━━ Material provided

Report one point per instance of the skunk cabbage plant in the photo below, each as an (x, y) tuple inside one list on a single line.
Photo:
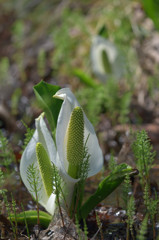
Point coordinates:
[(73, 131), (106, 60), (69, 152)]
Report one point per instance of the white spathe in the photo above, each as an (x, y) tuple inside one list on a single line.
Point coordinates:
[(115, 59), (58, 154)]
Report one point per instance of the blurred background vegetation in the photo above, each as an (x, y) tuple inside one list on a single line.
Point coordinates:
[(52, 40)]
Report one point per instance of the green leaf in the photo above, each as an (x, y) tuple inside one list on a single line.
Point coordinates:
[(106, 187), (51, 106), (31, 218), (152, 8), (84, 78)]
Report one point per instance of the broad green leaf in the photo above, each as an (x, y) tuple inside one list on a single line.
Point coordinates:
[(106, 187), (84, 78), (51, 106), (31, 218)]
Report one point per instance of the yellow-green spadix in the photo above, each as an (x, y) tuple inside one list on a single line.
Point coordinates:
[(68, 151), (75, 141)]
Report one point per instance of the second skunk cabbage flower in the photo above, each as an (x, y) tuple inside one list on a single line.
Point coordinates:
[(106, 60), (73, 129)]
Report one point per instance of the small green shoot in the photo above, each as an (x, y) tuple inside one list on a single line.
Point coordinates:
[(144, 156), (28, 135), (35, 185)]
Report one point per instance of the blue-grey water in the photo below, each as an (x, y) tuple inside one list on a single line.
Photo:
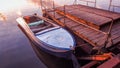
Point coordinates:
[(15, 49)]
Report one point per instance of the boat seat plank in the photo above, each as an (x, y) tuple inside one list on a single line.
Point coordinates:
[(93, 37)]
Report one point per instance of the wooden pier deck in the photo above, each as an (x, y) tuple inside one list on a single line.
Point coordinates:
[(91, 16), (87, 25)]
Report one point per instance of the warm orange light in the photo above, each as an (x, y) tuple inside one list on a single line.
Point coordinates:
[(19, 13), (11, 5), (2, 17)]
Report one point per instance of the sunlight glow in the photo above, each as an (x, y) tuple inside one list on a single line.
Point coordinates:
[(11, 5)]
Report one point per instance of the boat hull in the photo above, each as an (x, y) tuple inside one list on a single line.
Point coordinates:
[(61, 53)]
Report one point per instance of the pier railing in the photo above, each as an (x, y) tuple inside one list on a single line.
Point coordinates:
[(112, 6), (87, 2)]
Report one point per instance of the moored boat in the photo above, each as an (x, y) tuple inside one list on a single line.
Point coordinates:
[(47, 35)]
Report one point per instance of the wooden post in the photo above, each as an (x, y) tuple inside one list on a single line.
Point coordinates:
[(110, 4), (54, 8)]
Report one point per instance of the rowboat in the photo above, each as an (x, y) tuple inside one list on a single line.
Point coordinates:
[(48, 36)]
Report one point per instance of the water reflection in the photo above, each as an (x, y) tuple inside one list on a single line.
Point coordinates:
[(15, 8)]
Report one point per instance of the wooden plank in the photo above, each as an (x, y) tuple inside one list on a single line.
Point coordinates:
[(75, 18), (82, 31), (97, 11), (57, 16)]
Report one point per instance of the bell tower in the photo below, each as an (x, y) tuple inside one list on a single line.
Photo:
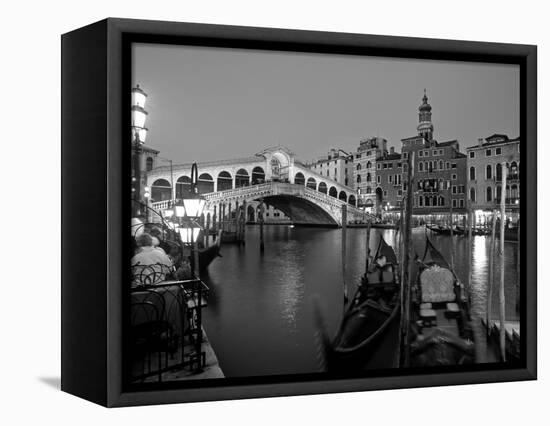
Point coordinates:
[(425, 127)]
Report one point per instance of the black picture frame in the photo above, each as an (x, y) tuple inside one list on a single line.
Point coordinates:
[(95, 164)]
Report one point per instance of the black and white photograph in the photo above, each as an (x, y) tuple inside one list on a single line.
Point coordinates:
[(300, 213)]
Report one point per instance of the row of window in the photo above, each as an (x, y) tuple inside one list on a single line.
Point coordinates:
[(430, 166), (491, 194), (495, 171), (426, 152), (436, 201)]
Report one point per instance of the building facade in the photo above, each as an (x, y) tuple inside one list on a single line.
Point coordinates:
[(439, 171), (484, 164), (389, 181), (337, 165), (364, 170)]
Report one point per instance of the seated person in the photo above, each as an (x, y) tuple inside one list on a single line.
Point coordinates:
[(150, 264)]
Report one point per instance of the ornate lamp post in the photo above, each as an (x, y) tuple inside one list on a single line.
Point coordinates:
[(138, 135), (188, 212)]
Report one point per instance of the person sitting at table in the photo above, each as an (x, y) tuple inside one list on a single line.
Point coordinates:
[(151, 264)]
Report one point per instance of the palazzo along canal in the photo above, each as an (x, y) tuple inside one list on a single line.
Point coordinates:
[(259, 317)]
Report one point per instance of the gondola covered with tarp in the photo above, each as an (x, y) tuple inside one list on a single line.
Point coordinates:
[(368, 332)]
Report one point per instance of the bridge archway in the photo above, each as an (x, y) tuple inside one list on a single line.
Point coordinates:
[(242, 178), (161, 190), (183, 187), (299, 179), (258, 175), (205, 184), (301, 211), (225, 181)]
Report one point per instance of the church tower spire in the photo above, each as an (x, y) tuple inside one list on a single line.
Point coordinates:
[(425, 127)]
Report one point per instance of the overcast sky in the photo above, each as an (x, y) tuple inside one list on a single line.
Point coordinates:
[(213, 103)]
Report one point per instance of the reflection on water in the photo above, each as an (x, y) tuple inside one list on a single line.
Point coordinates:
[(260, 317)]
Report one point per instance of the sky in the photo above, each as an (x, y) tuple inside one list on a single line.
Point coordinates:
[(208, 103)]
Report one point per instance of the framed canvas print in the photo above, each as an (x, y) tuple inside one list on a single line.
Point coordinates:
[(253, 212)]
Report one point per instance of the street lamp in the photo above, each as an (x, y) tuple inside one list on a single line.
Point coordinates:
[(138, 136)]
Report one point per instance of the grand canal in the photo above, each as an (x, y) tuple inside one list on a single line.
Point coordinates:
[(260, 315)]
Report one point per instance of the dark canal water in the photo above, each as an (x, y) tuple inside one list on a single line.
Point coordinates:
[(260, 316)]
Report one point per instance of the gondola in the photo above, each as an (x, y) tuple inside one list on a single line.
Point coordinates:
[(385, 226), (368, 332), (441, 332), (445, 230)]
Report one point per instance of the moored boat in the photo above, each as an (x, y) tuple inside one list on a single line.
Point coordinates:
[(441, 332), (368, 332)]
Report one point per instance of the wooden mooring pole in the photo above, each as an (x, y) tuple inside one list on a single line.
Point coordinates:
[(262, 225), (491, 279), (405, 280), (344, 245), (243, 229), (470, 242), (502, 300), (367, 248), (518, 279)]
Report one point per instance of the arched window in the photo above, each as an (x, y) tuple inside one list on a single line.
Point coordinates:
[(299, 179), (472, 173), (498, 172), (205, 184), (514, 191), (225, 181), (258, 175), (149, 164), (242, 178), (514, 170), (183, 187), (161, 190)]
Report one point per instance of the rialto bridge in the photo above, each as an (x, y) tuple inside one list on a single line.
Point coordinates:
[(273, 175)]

━━━━

Given request: In the copy, include all records verbatim but no images.

Output:
Report one point per instance of the skunk cabbage plant in the photo below, each as an (x, y) tuple inside one list on a single line.
Photo:
Point coordinates:
[(73, 131), (106, 60), (69, 152)]
Report one point per instance of the white spathe in the photo above, each as an (x, y) tuple inside one list on a single line.
Point coordinates:
[(115, 59), (58, 154)]
Report one point per instance of the blurred background vegetation in the photo above, each as an (x, y) tuple inside one list on a single line.
Point coordinates:
[(52, 40)]
Report one point per instance of the green leaf in the photo above, each as an (x, y) tuple inside one list on a single line.
Point coordinates:
[(106, 187), (51, 106), (31, 218), (152, 8), (84, 78)]
Report one point per instance of the broad green leaf in the photo above, each as an (x, y) tuple inside one list on a single line.
Point coordinates:
[(106, 187), (84, 78), (51, 106), (31, 218)]
Report one point per instance of the yellow-green spadix in the photo above, each as an (x, y) tuple inside one list on a single line.
Point coordinates:
[(68, 151), (75, 141)]
Report one point per instance of the second skunk cabbage flower in the photo above, each as an (x, y) tuple inside one list on a single line.
Point coordinates:
[(106, 60), (73, 129)]
Report one point per instance of the small green shoot in the photo above, each as an (x, y) tuple inside one list on a single line.
Point coordinates:
[(144, 156), (28, 135), (35, 185)]
Report one point per instance of the blue-grey water in the photo below, each as an (x, y) tuple inside one list on a single line.
Photo:
Point coordinates:
[(15, 49)]
Report one point per instance of the boat seat plank in the photo above, each as an (x, y) tuple inside one list on a single line.
Point coordinates:
[(93, 37)]
Report one point per instance of the wooden pier deck in the photo above, each as an (x, y) tuple inside one list on a single line.
Point coordinates:
[(91, 16), (87, 25)]
Report one point per instance of the warm orange light in the photo above, each as an (x, y) tuple inside one list on a single line.
Point coordinates:
[(19, 13), (11, 5), (2, 17)]
Report one point per instance of the sunlight glow in the photo above, each as an (x, y) tuple inside one list on a single line.
Point coordinates:
[(11, 5)]
Report one point per instance of the boat hull in the photo above, each as an (x, y) tuple inside one list on a single line.
Point coordinates:
[(61, 53)]
Report one point per instance of the pier railing in the photo above, each as an (x, y) tuple inside one list on a single line.
Point coordinates:
[(112, 6), (87, 2)]
Report one point per instance of the moored boat in the photo above, each as an (x, y) tuple inside one list on a single line.
Point coordinates:
[(47, 35)]
Report one point per instance of the wooden post in the photo above, each as an (x, y) tuple inside one list on a single line.
Point coordinates:
[(110, 4), (54, 8)]
Report one point per instance of the rowboat in the photo above, each as an (x, y) tuple inside one list on a single line.
Point coordinates:
[(48, 36)]
Report one point per instance of the water reflection in the photo above, each as an (x, y) tuple inside one list on a single line.
Point coordinates:
[(15, 8)]
Report one point per instance of the wooden plank in the photo above, each as an (x, y) tuple inside one list on a single line.
Point coordinates:
[(75, 18), (82, 31), (97, 11), (57, 16)]
Report one point per instance of the bell tower in the photo below, each as an (x, y) tuple inside one list on a single line.
Photo:
Point coordinates:
[(425, 127)]
Report one point per instance of the black picture frame in the photo above, each as an (x, y) tuple inside one list on a single line.
Point coordinates:
[(95, 164)]
Report one point per instance of the black and white photograph in the photo above, each as an (x, y) tuple inside one list on a single line.
Point coordinates:
[(300, 213)]
Report one point per instance of the row of window in the photo above, each as an (x, y) tuple inside one list on a single line.
Point coordinates:
[(430, 166), (491, 194), (495, 171), (426, 152), (436, 201)]
Report one point per instance of the building facade in the photo above, each as an (x, y) tuple inside one list on a single line.
Point coordinates:
[(439, 171), (484, 164), (389, 181), (337, 165), (364, 170)]
Report one point per instance of the seated person in the photo above, each as an (x, y) tuple inside one list on a single line.
Point coordinates:
[(150, 264)]
Report one point per instance of the ornate lamp post in the photo above, each as an (x, y) tuple inside one list on a single line.
Point coordinates:
[(138, 135), (188, 212)]
Report one point per instance of the person sitting at table in the photo above, each as an (x, y) tuple inside one list on a single line.
Point coordinates:
[(151, 264)]
Report one point per instance of the palazzo along canal in the photo above, each as an (x, y) tuple inside one list on a single line.
Point coordinates:
[(259, 317)]
Report one point per instance of the gondola covered with tarp in the photo above, each as an (x, y) tuple inside one list on a single line.
Point coordinates:
[(368, 332)]
Report one point per instance of the bridge archway in the photo above, each as an (x, y) tuple inside one list on a single line.
Point coordinates:
[(242, 178), (161, 190), (183, 187), (299, 179), (258, 175), (205, 184), (301, 211), (225, 181)]
Report one point per instance of the church tower spire in the photo above, each as an (x, y) tuple inside one list on a single line.
Point coordinates:
[(425, 127)]
Report one point per instance of the overcast sky in the photo above, each as an (x, y) tuple inside one list on a single line.
Point coordinates:
[(213, 103)]
Report one point per instance of the reflection on water in the photo above, each as an (x, y) tuple inside one list on a single line.
Point coordinates:
[(260, 317)]
Report one point per instance of the sky in the photo above, each as an (x, y) tuple inside one list on a single line.
Point coordinates:
[(208, 103)]
Report one point per instance of the framed canvas print in the photo above, each as an (x, y) tuple inside one list on a single line.
Point coordinates:
[(253, 212)]
Report one point per instance of the street lamp in the photo above, each as an (x, y) tuple inside one list on a single line.
Point coordinates:
[(138, 136)]
Report one point per instance of the grand canal in the photo above, each as an (x, y) tuple inside one list on a single line.
Point coordinates:
[(260, 315)]
Report one point per instance of the dark canal water in the photo above, each as an (x, y) tuple inside one list on a single line.
Point coordinates:
[(260, 316)]
Report one point per instance of the gondola in the photo above, each as an (x, y) tuple inside one list on a single line.
Point coordinates:
[(385, 226), (368, 332), (441, 332), (445, 230)]
Report one point per instance of the moored boat in the photo above, each as an (x, y) tuple inside one list on a single line.
Point coordinates:
[(441, 332), (368, 332)]
Report one point per instance of the wooden mooring pole in the photo above, each as an (x, y) tuple inside one list on a single line.
Point coordinates:
[(262, 225), (491, 279), (405, 280), (344, 245), (243, 229), (470, 242), (502, 300), (367, 248), (518, 279)]
Report one point per instance of the arched window in the photo above, each as an (x, y) tuple inside one list on a single line.
Point coordinates:
[(299, 179), (472, 173), (498, 172), (205, 184), (514, 191), (225, 181), (258, 175), (149, 164), (242, 178), (514, 170), (183, 187), (161, 190)]
Report one point per instance of the rialto bridge in the photo above, each as an (x, y) tuple inside one list on a single line.
Point coordinates:
[(273, 175)]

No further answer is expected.